- **WHAT IS NEEDED**: Search for the word "blonde" in the entries. Each line that holds it should be copied.

Data extracted from a collection:
______________________________

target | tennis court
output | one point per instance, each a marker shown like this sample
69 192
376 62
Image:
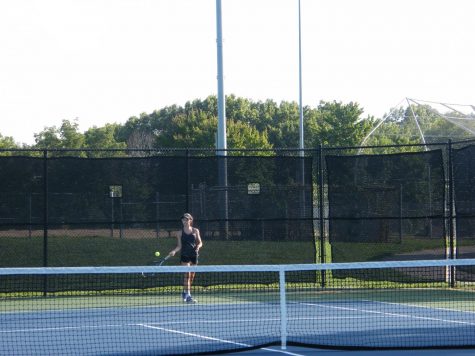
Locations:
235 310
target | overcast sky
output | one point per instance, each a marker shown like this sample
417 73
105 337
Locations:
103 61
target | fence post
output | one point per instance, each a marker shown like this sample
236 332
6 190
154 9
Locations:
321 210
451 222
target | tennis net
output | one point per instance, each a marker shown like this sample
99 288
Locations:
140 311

______________________________

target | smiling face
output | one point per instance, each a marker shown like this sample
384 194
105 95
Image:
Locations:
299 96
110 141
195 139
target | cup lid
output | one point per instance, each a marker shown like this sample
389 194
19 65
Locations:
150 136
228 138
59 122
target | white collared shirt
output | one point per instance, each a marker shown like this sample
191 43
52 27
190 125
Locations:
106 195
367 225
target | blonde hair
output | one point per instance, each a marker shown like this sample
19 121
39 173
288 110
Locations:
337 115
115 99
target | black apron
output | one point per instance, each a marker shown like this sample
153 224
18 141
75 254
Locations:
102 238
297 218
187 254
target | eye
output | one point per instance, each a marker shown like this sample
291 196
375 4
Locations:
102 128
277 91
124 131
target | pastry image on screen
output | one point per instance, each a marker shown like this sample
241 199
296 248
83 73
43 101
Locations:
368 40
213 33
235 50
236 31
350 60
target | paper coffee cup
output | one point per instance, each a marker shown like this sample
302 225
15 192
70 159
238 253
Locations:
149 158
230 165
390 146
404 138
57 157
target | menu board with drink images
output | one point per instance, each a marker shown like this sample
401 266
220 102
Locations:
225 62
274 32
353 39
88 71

______________________________

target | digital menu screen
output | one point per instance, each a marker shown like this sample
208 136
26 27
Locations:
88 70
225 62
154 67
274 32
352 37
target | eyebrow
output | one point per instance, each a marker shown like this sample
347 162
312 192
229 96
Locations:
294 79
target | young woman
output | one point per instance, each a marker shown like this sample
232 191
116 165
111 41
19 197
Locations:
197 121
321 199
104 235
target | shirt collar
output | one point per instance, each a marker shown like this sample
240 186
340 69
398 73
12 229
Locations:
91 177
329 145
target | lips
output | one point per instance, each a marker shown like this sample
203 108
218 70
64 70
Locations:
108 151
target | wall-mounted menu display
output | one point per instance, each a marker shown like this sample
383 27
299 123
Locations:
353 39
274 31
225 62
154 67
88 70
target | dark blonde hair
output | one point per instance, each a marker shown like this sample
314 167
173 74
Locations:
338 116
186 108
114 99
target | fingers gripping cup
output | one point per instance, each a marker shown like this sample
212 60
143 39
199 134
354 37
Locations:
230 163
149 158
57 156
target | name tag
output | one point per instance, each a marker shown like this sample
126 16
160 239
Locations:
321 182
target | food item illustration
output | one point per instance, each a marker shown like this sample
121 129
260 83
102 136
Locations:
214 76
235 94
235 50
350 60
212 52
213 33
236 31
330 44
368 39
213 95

______________________________

- **THE ANSWER**:
target | blonde hair
target | dark blonde hair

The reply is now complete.